● INSTRUCTION:
Rewrite every line in the listing between the line holding "the player's right" and the line holding "[(358, 278)]", inclusive, keeping the requests in place. Increase each coordinate in the answers by 11.

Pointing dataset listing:
***

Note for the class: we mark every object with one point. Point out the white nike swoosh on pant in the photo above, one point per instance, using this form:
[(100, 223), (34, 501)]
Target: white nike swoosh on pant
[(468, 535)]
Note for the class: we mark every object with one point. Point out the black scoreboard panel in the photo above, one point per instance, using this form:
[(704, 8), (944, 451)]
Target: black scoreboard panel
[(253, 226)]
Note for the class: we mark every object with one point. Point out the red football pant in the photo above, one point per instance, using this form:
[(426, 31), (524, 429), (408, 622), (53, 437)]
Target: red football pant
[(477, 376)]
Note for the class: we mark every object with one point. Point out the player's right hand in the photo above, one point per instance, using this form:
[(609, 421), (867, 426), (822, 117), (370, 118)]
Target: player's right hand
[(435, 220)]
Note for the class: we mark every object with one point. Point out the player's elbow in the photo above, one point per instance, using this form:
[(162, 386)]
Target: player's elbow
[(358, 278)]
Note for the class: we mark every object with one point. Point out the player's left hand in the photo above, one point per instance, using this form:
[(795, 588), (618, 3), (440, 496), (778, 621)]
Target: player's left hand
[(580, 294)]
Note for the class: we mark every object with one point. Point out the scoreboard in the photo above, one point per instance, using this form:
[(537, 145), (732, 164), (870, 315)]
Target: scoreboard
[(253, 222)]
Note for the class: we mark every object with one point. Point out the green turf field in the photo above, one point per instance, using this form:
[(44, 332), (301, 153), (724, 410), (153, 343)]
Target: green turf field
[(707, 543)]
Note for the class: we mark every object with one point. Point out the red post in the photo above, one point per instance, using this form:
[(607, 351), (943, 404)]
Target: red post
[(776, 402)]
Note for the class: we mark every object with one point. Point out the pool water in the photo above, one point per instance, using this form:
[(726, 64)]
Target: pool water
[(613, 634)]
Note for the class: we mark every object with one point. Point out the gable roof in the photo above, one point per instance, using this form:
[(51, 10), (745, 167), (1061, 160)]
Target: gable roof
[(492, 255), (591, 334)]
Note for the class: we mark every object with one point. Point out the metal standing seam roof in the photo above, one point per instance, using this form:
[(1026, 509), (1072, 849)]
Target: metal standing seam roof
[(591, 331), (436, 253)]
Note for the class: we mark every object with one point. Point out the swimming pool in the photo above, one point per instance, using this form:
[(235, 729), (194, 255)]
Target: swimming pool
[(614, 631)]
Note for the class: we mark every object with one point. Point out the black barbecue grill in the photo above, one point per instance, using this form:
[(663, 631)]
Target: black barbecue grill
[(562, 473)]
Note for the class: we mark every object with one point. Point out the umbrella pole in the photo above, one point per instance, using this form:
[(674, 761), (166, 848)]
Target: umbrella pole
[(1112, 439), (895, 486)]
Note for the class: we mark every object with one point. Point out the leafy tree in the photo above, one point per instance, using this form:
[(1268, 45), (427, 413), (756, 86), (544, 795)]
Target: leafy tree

***

● SOLUTION FOR THIS PROBLEM:
Note for the class: we mark every object with one point. Point out the player's right hand in the photo above, one point per instance, using this form:
[(609, 421), (867, 426), (822, 117), (370, 118)]
Target: player's right hand
[(446, 231)]
Note for the class: we mark every object with one point. Point out the player's elbow in the photo above, one point per instance, using this form:
[(162, 386)]
Target: player's elbow
[(369, 289)]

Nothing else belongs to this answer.